- WHAT IS BEING ASKED -
Can you recast every line of the saved data entries below as a numbered list and leave out any blank lines?

Saved data entries
════════
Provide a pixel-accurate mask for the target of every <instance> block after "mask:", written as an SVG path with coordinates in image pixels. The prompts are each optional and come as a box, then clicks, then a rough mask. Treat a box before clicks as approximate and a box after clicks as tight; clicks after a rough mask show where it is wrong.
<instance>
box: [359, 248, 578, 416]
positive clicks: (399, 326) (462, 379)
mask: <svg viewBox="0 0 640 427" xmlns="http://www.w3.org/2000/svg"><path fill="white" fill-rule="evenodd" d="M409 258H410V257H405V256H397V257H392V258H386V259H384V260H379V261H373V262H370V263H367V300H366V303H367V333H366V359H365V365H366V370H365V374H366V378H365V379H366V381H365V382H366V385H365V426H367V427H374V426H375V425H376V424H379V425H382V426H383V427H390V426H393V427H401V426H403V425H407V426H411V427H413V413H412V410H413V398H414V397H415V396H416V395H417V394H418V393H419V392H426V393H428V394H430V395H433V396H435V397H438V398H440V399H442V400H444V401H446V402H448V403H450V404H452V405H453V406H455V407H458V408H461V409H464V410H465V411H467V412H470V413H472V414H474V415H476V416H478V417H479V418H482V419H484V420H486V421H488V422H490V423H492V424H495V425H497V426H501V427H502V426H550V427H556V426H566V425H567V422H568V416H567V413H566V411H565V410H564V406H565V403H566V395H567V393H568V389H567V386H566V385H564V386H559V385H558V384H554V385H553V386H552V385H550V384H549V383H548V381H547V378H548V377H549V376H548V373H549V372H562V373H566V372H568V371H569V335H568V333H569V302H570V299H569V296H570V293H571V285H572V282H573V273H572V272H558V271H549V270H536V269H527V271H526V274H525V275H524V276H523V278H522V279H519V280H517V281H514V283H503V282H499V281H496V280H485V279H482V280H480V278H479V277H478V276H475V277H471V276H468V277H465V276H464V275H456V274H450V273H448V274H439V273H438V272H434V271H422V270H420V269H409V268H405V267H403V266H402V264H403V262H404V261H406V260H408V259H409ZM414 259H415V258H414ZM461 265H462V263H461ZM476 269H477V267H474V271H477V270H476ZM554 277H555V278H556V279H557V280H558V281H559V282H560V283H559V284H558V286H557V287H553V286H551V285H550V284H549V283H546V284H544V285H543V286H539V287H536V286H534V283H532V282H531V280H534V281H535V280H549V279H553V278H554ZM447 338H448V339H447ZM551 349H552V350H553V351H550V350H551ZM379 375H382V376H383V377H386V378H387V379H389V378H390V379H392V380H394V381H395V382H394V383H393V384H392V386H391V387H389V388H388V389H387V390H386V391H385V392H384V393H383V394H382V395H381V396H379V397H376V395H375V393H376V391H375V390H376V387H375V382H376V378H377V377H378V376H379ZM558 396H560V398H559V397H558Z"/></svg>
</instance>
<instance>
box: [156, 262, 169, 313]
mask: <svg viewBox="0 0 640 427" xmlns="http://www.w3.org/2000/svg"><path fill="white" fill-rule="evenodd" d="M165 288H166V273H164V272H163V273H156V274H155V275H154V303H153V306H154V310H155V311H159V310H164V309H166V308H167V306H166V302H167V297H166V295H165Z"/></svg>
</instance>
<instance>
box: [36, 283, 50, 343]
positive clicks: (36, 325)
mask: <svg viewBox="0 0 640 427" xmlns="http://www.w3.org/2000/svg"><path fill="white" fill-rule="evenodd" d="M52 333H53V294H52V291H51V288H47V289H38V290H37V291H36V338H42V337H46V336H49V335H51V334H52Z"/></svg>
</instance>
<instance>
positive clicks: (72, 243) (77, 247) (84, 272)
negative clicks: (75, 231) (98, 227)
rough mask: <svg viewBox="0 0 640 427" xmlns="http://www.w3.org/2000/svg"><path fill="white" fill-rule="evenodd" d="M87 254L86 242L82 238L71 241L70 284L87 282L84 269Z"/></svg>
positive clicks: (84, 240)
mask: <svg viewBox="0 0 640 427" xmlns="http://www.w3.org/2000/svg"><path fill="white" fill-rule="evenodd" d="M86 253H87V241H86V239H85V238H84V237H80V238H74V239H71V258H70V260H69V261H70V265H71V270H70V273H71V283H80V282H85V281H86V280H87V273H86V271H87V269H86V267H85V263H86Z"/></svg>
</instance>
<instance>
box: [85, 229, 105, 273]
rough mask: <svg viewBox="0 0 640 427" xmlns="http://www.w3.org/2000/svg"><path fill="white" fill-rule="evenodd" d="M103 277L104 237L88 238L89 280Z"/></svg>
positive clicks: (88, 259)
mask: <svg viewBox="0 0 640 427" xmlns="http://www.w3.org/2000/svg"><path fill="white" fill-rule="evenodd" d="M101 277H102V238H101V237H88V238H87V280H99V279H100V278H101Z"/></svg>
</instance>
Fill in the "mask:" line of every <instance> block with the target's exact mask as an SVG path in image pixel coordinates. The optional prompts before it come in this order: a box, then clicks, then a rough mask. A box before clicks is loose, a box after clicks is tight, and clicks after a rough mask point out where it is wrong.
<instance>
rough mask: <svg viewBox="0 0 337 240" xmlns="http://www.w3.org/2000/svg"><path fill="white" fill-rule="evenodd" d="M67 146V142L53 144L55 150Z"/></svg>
════════
- TASK RESPONSE -
1. Provide a pixel-accurate mask for the target of every <instance> block after "mask:", written as an SVG path with coordinates in image pixels. The prompts are each optional and come as a box, then clicks, then a rough mask. Treat a box before clicks as approximate and a box after clicks as tight; clicks after a rough mask show where it is wrong.
2. <instance>
3. box: [359, 248, 578, 416]
4. positive clicks: (399, 326) (462, 379)
5. mask: <svg viewBox="0 0 640 427" xmlns="http://www.w3.org/2000/svg"><path fill="white" fill-rule="evenodd" d="M409 258H410V257H405V256H397V257H392V258H386V259H384V260H379V261H373V262H370V263H367V300H366V303H367V333H366V359H365V365H366V370H365V374H366V378H365V379H366V381H365V382H366V385H365V426H367V427H374V426H375V425H376V424H379V425H382V426H383V427H390V426H393V427H401V426H403V425H407V426H411V427H413V413H412V410H413V398H414V397H415V396H416V395H417V394H418V393H419V392H426V393H428V394H430V395H433V396H435V397H438V398H440V399H442V400H444V401H446V402H448V403H450V404H452V405H453V406H455V407H458V408H461V409H464V410H465V411H467V412H470V413H472V414H474V415H476V416H478V417H479V418H482V419H484V420H486V421H488V422H490V423H492V424H495V425H497V426H501V427H502V426H550V427H556V426H566V425H567V422H568V416H567V413H566V411H565V410H564V406H565V403H566V395H567V393H568V389H567V386H566V385H564V386H559V385H558V384H554V385H553V386H552V385H550V384H549V383H548V381H547V378H548V377H549V376H548V373H549V372H562V373H566V372H568V371H569V335H568V333H569V302H570V299H569V296H570V293H571V285H572V282H573V273H572V272H558V271H549V270H536V269H527V271H526V274H525V275H524V276H523V278H522V279H519V280H517V281H514V283H503V282H499V281H496V280H485V279H482V280H480V278H479V277H478V276H475V277H471V276H468V277H465V276H464V275H456V274H450V273H448V274H439V273H438V272H434V271H422V270H420V269H409V268H405V267H403V266H402V264H403V262H404V261H406V260H408V259H409ZM414 259H415V258H414ZM461 265H462V263H461ZM476 269H477V267H474V271H477V270H476ZM554 277H555V278H556V279H557V280H558V281H559V282H560V283H559V284H558V286H557V287H553V286H551V285H550V284H549V283H546V284H544V285H543V286H539V287H536V286H534V283H532V282H531V280H534V281H535V280H549V279H553V278H554ZM447 338H448V339H447ZM551 349H552V350H553V351H550V350H551ZM379 375H382V376H383V377H386V378H387V379H389V378H390V379H392V380H394V381H395V382H394V383H393V384H392V386H391V387H389V388H388V389H387V390H386V391H385V392H384V393H383V394H382V395H381V396H379V397H376V395H375V393H376V391H375V390H376V387H375V382H376V378H377V377H378V376H379ZM558 396H560V398H559V397H558Z"/></svg>
6. </instance>
7. <instance>
8. box: [156, 262, 169, 313]
9. mask: <svg viewBox="0 0 640 427" xmlns="http://www.w3.org/2000/svg"><path fill="white" fill-rule="evenodd" d="M165 288H166V273H164V272H163V273H156V274H155V275H154V303H153V306H154V310H155V311H159V310H164V309H166V308H167V306H166V302H167V297H166V295H165Z"/></svg>
10. </instance>
11. <instance>
12. box: [36, 283, 50, 343]
13. positive clicks: (36, 325)
14. mask: <svg viewBox="0 0 640 427" xmlns="http://www.w3.org/2000/svg"><path fill="white" fill-rule="evenodd" d="M52 333H53V294H52V291H51V288H47V289H38V290H37V291H36V338H42V337H46V336H49V335H51V334H52Z"/></svg>
15. </instance>
16. <instance>
17. positive clicks: (72, 243) (77, 247) (84, 272)
18. negative clicks: (75, 231) (98, 227)
19. rough mask: <svg viewBox="0 0 640 427" xmlns="http://www.w3.org/2000/svg"><path fill="white" fill-rule="evenodd" d="M87 254L86 242L82 238L71 241L70 284L87 282L84 269Z"/></svg>
20. positive clicks: (84, 240)
21. mask: <svg viewBox="0 0 640 427" xmlns="http://www.w3.org/2000/svg"><path fill="white" fill-rule="evenodd" d="M86 253H87V241H86V239H85V238H84V237H80V238H74V239H71V258H70V260H69V261H70V265H71V270H70V273H71V283H80V282H85V281H86V280H87V273H86V271H87V269H86V267H85V263H86Z"/></svg>
22. </instance>
23. <instance>
24. box: [85, 229, 105, 273]
25. rough mask: <svg viewBox="0 0 640 427" xmlns="http://www.w3.org/2000/svg"><path fill="white" fill-rule="evenodd" d="M103 277L104 237L88 238L89 280Z"/></svg>
26. positive clicks: (88, 259)
27. mask: <svg viewBox="0 0 640 427" xmlns="http://www.w3.org/2000/svg"><path fill="white" fill-rule="evenodd" d="M101 277H102V238H101V237H88V238H87V280H99V279H100V278H101Z"/></svg>
28. </instance>
29. Fill in the "mask:" line of every <instance> block with the target's exact mask as an SVG path in image pixel coordinates. The optional prompts before it come in this order: a box, then clicks, then a rough mask. A box before clicks is loose, a box after clicks is tight, and clicks after a rough mask point out where it is wrong.
30. <instance>
31. rough mask: <svg viewBox="0 0 337 240" xmlns="http://www.w3.org/2000/svg"><path fill="white" fill-rule="evenodd" d="M67 146V142L53 144L55 150Z"/></svg>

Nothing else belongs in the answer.